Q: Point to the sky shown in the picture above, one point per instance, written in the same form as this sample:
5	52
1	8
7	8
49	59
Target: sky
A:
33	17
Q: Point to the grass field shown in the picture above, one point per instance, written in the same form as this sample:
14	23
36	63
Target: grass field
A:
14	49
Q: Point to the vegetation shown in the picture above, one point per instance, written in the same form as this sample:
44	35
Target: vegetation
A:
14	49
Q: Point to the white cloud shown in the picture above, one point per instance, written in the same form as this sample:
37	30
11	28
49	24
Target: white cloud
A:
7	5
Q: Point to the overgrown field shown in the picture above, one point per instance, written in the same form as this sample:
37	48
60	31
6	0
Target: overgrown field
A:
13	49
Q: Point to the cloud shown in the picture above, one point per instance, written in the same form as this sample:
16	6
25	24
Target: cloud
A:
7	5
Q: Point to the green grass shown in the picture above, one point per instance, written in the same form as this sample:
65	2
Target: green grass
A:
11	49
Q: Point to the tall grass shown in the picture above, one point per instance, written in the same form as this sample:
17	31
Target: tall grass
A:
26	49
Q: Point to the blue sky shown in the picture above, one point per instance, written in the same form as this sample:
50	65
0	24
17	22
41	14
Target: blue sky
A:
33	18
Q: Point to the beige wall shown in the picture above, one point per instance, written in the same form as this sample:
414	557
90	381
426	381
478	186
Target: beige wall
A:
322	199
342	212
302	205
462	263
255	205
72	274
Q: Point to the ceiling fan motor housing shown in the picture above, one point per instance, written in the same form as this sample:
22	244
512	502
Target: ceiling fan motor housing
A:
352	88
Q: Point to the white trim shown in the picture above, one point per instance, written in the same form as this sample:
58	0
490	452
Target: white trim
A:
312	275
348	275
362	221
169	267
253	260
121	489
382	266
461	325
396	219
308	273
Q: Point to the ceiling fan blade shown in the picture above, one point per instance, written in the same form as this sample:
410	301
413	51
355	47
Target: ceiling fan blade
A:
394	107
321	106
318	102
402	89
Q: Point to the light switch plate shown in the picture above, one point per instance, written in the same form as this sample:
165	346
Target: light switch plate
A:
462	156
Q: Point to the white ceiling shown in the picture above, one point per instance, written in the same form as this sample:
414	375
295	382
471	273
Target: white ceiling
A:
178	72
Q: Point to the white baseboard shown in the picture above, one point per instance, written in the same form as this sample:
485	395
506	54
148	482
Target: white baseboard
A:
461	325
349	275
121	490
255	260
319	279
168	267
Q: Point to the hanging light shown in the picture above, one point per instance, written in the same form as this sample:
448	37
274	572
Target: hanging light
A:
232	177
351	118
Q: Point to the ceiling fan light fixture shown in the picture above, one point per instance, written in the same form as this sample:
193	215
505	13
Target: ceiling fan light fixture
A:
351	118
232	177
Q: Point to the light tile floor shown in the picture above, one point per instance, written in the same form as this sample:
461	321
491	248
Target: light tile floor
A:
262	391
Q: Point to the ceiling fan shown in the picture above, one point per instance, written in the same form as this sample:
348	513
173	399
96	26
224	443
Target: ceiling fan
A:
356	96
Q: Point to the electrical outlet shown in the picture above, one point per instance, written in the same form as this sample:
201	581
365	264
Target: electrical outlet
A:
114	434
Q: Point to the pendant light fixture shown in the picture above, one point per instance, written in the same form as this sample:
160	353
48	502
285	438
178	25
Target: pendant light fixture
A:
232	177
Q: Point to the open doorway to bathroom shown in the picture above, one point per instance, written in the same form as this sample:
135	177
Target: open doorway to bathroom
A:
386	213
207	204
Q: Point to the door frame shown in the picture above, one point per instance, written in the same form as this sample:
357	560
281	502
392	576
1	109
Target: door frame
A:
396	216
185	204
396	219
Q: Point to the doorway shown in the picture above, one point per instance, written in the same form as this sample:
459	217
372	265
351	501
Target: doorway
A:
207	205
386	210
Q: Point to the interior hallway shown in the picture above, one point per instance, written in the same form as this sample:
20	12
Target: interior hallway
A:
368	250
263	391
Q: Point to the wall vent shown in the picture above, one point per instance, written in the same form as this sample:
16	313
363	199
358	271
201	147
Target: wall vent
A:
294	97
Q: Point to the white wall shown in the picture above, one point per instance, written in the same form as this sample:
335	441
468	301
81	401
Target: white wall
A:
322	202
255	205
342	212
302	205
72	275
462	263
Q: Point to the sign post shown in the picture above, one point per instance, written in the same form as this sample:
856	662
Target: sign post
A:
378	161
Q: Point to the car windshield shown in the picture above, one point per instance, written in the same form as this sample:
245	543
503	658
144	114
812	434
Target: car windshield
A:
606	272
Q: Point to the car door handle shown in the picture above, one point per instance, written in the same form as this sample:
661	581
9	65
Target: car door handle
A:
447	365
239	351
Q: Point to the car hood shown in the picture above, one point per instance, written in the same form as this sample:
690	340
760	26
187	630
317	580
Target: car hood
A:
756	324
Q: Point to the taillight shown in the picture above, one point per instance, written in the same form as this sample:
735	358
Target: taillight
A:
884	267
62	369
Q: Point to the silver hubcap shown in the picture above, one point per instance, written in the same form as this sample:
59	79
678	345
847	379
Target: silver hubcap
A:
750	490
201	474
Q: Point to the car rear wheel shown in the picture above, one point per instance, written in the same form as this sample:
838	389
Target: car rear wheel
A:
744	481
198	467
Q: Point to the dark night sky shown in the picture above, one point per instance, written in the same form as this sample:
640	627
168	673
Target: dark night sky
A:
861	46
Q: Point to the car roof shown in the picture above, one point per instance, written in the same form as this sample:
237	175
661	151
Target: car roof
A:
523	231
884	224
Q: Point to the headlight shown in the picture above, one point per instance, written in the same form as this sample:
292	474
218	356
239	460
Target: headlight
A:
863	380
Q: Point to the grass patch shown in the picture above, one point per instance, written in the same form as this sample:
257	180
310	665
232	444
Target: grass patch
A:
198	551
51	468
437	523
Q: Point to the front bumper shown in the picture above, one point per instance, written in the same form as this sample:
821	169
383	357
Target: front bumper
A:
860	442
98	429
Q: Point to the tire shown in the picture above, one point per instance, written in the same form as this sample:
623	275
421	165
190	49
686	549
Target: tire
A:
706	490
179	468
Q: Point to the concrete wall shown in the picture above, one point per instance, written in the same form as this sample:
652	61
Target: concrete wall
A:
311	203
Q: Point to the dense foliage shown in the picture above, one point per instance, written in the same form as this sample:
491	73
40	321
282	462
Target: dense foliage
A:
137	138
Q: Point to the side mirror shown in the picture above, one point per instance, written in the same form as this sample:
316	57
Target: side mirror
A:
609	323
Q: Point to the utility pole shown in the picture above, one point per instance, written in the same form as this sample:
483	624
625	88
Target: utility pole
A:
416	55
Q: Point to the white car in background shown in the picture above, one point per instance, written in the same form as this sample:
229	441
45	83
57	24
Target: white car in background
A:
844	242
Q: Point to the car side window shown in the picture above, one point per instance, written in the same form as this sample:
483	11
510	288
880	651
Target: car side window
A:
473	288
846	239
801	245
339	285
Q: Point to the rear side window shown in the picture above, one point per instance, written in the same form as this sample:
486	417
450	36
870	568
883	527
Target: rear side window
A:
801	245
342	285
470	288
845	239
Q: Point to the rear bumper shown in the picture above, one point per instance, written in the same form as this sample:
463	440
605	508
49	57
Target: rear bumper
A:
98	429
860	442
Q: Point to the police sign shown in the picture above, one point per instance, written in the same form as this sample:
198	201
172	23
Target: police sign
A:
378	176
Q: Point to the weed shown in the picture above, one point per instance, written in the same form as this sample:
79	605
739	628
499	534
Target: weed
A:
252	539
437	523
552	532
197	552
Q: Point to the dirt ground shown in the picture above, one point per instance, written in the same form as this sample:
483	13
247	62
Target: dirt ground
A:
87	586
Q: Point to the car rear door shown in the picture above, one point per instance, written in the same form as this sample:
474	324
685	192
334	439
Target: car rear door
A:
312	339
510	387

| TASK TO CARRY OUT |
Please reproduce the entire listing, exactly as shown.

| COMPLETE OUTPUT |
Q: Point to the sky shown in the picture above, one point per instance, written in the same form as this sample:
5	52
1	8
7	8
49	59
Target: sky
A:
33	17
Q: Point to the grass field shown in the picture above, one point per instance, written in the same form as this sample:
14	23
36	63
Target: grass field
A:
14	49
Q: Point to the vegetation shown in the picture above, one point per instance, written in the same form as this sample:
44	35
Target: vegetation
A:
14	49
Q: Point to the white cloud shown in the picture above, one point per instance, written in the same form as this sample:
37	30
11	28
49	24
Target: white cloud
A:
7	5
Q: Point to the overgrown field shown in the picture above, one point per instance, written in the same form as this sample:
37	48
60	31
6	0
Target: overgrown field
A:
13	49
Q: Point to the cloud shown in the picture above, one point per instance, written in the same form as this sample:
16	6
25	24
Target: cloud
A:
7	5
Q: Point to the green grass shown in the picture above, one point per instance, written in the same form as this sample:
65	2
Target: green grass
A:
11	49
Q: Point to the tall grass shown in the picture above, one point per instance, written in the same form as this sample:
17	31
Target: tall grass
A:
26	49
Q: Point to the blue sky shown in the picture above, one point per instance, written in the same form as this sample:
50	65
0	24
17	22
41	14
Target: blue sky
A:
33	18
Q: Point to the beige wall shown in the picture above, one point per instance, written in the same form as this sample:
414	557
90	381
426	381
478	186
Target: beige wall
A:
322	199
342	212
302	205
462	263
255	205
72	274
Q: Point to the ceiling fan motor housing shown in the picture above, one point per instance, written in the same form as this sample:
22	244
512	502
Target: ceiling fan motor housing
A:
352	88
Q: Point to the white trim shown in the picture above, one point per instance, written in the same form as this sample:
58	0
490	452
Target: white trim
A:
312	275
348	275
362	221
169	267
253	260
121	489
382	266
461	325
396	219
308	273
Q: Point to the ceiling fan blade shown in the picture above, one point per instance, written in the same form as this sample:
410	301
413	51
355	47
Target: ceiling fan blade
A:
394	107
321	106
318	102
402	89
Q: Point to the light switch plate shown in the picture above, one point per instance, written in the same form as this sample:
165	346
Target: light switch plate
A:
462	156
Q: Point to the white ceiling shown in the picture above, one point per instance, written in the same form as this sample:
414	375
295	382
471	273
Target: white ceiling
A:
178	72
Q: Point to the white baseboard shown in the picture above, one point per instance, written in the same form as this sample:
485	395
506	54
148	482
Target: white baseboard
A:
461	325
349	275
121	490
255	260
319	279
168	267
Q: Point to the hanging light shown in the picture above, one point per instance, written in the same form as this sample:
448	37
274	572
Target: hanging light
A:
232	177
351	118
Q: Point to the ceiling fan light fixture shown in the picture above, one point per instance, written in the same form as this sample:
193	215
505	13
Target: ceiling fan light fixture
A:
351	118
232	177
Q: Point to the light tile floor shown in the picture above, one point per instance, written in the same form as this sample:
461	321
491	248
Target: light tile floor
A:
262	391
Q: Point to the ceiling fan shown in the picture above, one point per instance, written in the same form as this sample:
348	513
173	399
96	26
224	443
Target: ceiling fan
A:
356	96
Q: Point to the electrical outlet shown in the picture above, one point per instance, written in the same form as this sample:
201	581
365	264
Target: electrical outlet
A:
114	434
Q: Point to the pendant light fixture shown in the picture above, one point per instance, written in the same form as this sample:
160	353
48	502
285	438
178	25
Target: pendant light fixture
A:
232	177
Q: Point to the open doorway to bathroom shown in the picture above, one point per instance, written in the same form as this sample:
135	177
Target: open doorway to bathroom
A:
386	213
207	204
Q: Point to the door frame shown in the picture above, one point per instance, written in the same form as this sample:
357	560
281	502
392	576
1	109
Target: door frame
A:
396	216
185	204
396	219
Q: Point to the doorway shown in the picture above, one point per instance, written in the same form as this sample:
459	217
372	265
351	501
Target: doorway
A:
207	205
386	210
Q: Point to the interior hallway shown in the picture above, one point per instance, written in the same form as this sample:
20	12
Target: interior hallway
A:
368	250
263	391
Q: Point to the wall vent shown in the picture above, one point per instance, written in the same form as this sample:
16	313
363	199
358	271
201	147
Target: wall vent
A:
294	97
Q: Point to the white wall shown in the picture above, one point per instance, written in the same form as this sample:
335	441
468	301
81	401
Target: white wall
A:
322	202
255	205
342	212
302	205
72	275
462	263
Q: Point to the sign post shown in the picture above, one point per instance, written in the same form as this sample:
856	662
Target: sign post
A:
378	161
Q: Point to the car windshield shown in the picture above, one point per instance, written in the same form as this sample:
245	543
503	658
144	114
812	434
Target: car windshield
A:
606	272
Q: Point to the car door handle shown in the picture above, one point per instance, written in the same form as this sample:
661	581
9	65
Target: car door handle
A:
447	365
239	351
Q: Point to the car hood shown in the picture above, one point per instance, written in the same form as this sample:
690	340
760	26
187	630
317	580
Target: car hood
A:
756	324
Q: Point to the taillight shown in the picture above, one point per instance, written in the same form as this sample:
735	358
Target: taillight
A:
884	267
62	369
Q: Point to the silver hubcap shown in the picture above, one point per instance, written in the same form as this sample:
59	79
678	345
847	379
Target: silver hubcap
A:
750	490
201	474
Q: Point to the car rear wheel shown in the picture above, one point per instance, written in the same form as this sample:
838	389
Target: car rear wheel
A:
744	481
198	467
Q: Point to the dark night sky shown in the picture above, one point per instance, written in the same form as this sample:
640	627
168	673
Target: dark night sky
A:
861	46
Q: Point to the car roof shown in the picture above, one point per instance, written in the same form as this sample:
237	175
661	151
Target: car roof
A:
523	231
884	224
Q: Point to the headlight shown in the picture above, one point per instance, written in the same form as this sample:
292	474
218	356
239	460
Target: headlight
A:
863	380
Q: Point to the grass patch shown in the picture above, one point per instance, written in the same form as this sample:
257	180
310	665
232	444
Target: grass patch
A:
198	551
51	468
437	523
Q: Point to the front bumper shown in the picture above, one point per instance, written in the same form as this sample:
821	169
383	357
Target: front bumper
A:
860	442
98	429
Q: Point to the tire shown in the picture above, one point per instance, written in the same form as this sample:
623	275
421	165
190	49
686	549
Target: tire
A:
706	490
179	468
Q: Point to the concrete wall shown in the picture above, one point per instance, written in the same form as this sample:
652	61
Target: concrete wall
A:
311	203
Q: Point to the dense foliage shown in the picture above, one point per instance, written in the same form as this sample:
491	73
40	321
282	462
Target: dense foliage
A:
137	138
Q: Point to the side mirror shown in the picture above, one point per instance, written in the same form as this sample:
316	57
Target: side mirror
A:
609	323
Q: Point to the utility pole shown in the picture above, one point per instance, written in the same form as this sample:
483	624
625	88
Target: utility pole
A:
416	55
Q: Point to the white car in background shown in the picture above, one point per instance, written in the same form as this sample:
229	441
45	83
57	24
Target: white car in background
A:
844	242
Q: Point to the car side window shown in the picture above, one point per instance, written in the same form as this sample:
483	11
510	288
880	651
Target: car side window
A:
473	288
846	239
801	245
339	285
Q: Point to the rear side window shown in the picture above, one point per instance, written in the same form as this sample:
486	417
450	36
870	568
883	527
Target: rear side window
A:
801	245
342	285
470	288
845	239
Q: Point to the rear bumper shown in the picture above, one point per instance, written in the same form as this sample:
463	440
605	508
49	57
Target: rear bumper
A:
98	429
860	442
Q: Point to the police sign shown in the picture above, one point per instance, written in the same form as this sample:
198	201
172	23
Target: police sign
A:
378	176
Q: Point to the weed shown in the picture above, one point per instance, written in the same form as this sample:
79	605
739	628
499	534
Target: weed
A:
252	539
437	523
552	532
197	552
Q: Point to the dirt ground shown in the picture above, one point per instance, written in the same form as this sample:
483	13
247	62
Target: dirt ground
A:
87	586
Q: Point to the car rear door shown in the picture above, one point per instance, written in the same form as this sample:
474	324
685	192
334	439
Target: car rear door
A:
312	339
510	387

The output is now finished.